**TASK DIRECTIONS:** Exactly as written, retype all of the records that come next.

==================================================

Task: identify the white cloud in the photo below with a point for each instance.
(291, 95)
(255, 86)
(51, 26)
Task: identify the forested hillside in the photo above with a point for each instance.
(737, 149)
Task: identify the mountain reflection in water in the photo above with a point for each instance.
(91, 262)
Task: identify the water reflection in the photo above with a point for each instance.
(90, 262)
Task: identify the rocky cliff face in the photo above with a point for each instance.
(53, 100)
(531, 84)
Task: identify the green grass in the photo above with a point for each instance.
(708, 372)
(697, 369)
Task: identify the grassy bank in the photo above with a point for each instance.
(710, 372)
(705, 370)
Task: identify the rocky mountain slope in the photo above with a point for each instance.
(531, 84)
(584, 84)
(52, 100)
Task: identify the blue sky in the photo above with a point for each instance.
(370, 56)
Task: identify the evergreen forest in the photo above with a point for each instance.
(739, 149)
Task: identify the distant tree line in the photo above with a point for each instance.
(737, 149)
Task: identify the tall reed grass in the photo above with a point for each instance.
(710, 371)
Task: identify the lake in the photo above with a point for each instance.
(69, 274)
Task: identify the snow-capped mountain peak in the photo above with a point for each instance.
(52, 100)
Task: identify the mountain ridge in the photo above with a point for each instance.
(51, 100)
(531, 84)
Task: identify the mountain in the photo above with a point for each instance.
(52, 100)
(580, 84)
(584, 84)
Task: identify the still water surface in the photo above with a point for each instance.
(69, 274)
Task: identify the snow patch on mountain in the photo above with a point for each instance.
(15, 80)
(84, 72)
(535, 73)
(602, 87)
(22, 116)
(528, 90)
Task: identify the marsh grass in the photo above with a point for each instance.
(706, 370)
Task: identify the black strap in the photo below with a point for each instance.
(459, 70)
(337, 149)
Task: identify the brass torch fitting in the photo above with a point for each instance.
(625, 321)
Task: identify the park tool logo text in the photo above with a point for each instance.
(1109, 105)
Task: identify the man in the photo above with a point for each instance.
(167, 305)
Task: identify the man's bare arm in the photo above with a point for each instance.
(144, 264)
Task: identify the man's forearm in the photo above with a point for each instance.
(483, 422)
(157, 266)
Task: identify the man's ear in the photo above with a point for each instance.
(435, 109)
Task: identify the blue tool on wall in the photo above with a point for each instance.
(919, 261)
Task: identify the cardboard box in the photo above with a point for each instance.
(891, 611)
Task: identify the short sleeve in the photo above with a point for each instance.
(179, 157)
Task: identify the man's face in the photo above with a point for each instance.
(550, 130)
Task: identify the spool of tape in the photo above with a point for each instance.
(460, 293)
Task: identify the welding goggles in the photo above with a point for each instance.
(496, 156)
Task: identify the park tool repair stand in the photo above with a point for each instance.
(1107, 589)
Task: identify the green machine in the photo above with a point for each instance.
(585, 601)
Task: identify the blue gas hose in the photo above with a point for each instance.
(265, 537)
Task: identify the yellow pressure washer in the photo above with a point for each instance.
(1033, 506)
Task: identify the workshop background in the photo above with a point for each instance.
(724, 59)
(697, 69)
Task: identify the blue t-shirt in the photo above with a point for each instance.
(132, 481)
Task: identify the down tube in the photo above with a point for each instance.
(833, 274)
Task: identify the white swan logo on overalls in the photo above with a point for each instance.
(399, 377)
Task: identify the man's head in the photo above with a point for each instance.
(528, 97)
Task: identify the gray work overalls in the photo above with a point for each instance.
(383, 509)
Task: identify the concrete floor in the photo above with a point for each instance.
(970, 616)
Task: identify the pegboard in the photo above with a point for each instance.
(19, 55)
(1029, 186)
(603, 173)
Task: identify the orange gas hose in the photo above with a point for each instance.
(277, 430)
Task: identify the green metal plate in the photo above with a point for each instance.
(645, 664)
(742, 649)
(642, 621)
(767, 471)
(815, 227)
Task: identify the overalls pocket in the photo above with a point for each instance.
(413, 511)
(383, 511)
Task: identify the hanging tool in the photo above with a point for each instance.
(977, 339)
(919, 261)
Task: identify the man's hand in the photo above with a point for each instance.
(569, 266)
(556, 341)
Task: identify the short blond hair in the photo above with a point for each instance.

==================================================

**REPLY:**
Task: identify the white cloud in the photo below with a point for each instance.
(291, 95)
(255, 86)
(51, 26)
Task: identify the forested hillside in the photo above with a point for each instance.
(737, 149)
Task: identify the mountain reflection in water in the photo above with a point for each instance.
(91, 262)
Task: identify the water reflection in the photo above with a point for each instance.
(90, 262)
Task: identify the rocky cliff face in the photo above with a point for each instance.
(53, 100)
(531, 84)
Task: identify the green grass in the photo above with a point for each instance.
(708, 372)
(697, 369)
Task: identify the grassy bank in the photo above with a point for each instance.
(710, 372)
(705, 370)
Task: identify the rocky mountain slope in the photo above with a point for each instance.
(531, 84)
(584, 84)
(52, 100)
Task: identify the blue sky in the photo above with a point for each instance.
(370, 56)
Task: identify the evergreen forest in the photo above with a point for each instance.
(739, 149)
Task: identify the distant tree line in the photo above with a point for each instance.
(737, 149)
Task: identify the tall reed grass in the photo above with a point for each instance.
(710, 371)
Task: identify the lake in the photo above with a point for each instance.
(69, 274)
Task: identify the snow-capped mountain peak in the photo above with a point for each instance.
(52, 100)
Task: identify the mountain ridge in the photo above with a point for each instance.
(51, 100)
(531, 84)
Task: identify the mountain in the photo above with a point for each instance.
(52, 100)
(580, 84)
(584, 84)
Task: identify the still water surface in the photo above with a point for each instance.
(69, 274)
Task: identify the snow patch on mountain in the photo above with a point for each instance.
(15, 80)
(84, 72)
(535, 73)
(602, 87)
(22, 116)
(528, 90)
Task: identify the marsh grass in the photo above with a point for each instance.
(706, 370)
Task: identify the black strap in the photo below with a point for each instance.
(459, 70)
(337, 149)
Task: identify the brass torch fitting in the photo above with a point for each instance.
(625, 321)
Task: identify the park tool logo text in the photo above with a point for each instance.
(1109, 105)
Task: identify the man in the photo above with a point for each instance.
(167, 305)
Task: identify the man's bare arm in the photo above with a point for each instance.
(144, 264)
Task: identify the man's forearm in the photo above with a point for each instance.
(483, 422)
(157, 266)
Task: identify the man's ear in the photo above with a point for each instance.
(435, 109)
Task: identify the blue tool on wall in the photo above with a point for each instance.
(919, 261)
Task: identify the cardboard box in the photo above with a point for each instance.
(891, 611)
Task: identify the short sleeve in the photo above with a point for each instance.
(179, 157)
Task: identify the man's face in the photo above with a point for each instance.
(550, 130)
Task: identify the spool of tape in the photo above with a point for each instance.
(460, 293)
Task: identify the welding goggles in the photo above with a point for each instance.
(496, 156)
Task: identify the park tool repair stand in the photo above with a point for each instance.
(1107, 589)
Task: identify the green machine in the photo above with a point for each instance.
(585, 601)
Task: identify the blue gas hose in the photo above with a point for each instance.
(265, 537)
Task: identify the yellow pressure washer in the photo above with a point for each instance.
(1033, 506)
Task: identify the workshop background in the photo above with a point for each instance.
(724, 59)
(697, 69)
Task: identify the blue t-shirt in the photo above with a point for each instance.
(132, 481)
Task: identify the down tube in the photo above with a point for each instance.
(833, 274)
Task: identify the white swan logo on overalls in the photo above with a point for each instance.
(399, 377)
Task: identify the man's head in the photo above with a point for each instance.
(528, 97)
Task: identify the gray work overalls in the photo above with a point for each instance.
(383, 509)
Task: identify the concrete floor in the photo above with a point for each instance.
(970, 616)
Task: identify the pegboard in the photo above with a point for each instance.
(19, 55)
(1029, 186)
(603, 173)
Task: identify the orange gas hose in the photo above with a point for each instance.
(277, 430)
Task: identify the green metal plate in the photo above with a point for each instance.
(645, 664)
(742, 649)
(642, 621)
(767, 471)
(815, 227)
Task: identify the overalls pocket in the photo above with a point for each instance.
(413, 511)
(383, 511)
Task: identify the hanging tool in the photo above with a point for each instance.
(977, 339)
(919, 261)
Task: identify the man's hand in the photo above with a point for each instance.
(569, 266)
(556, 341)
Task: identify the short blond hair in the photo above with a point for each instance.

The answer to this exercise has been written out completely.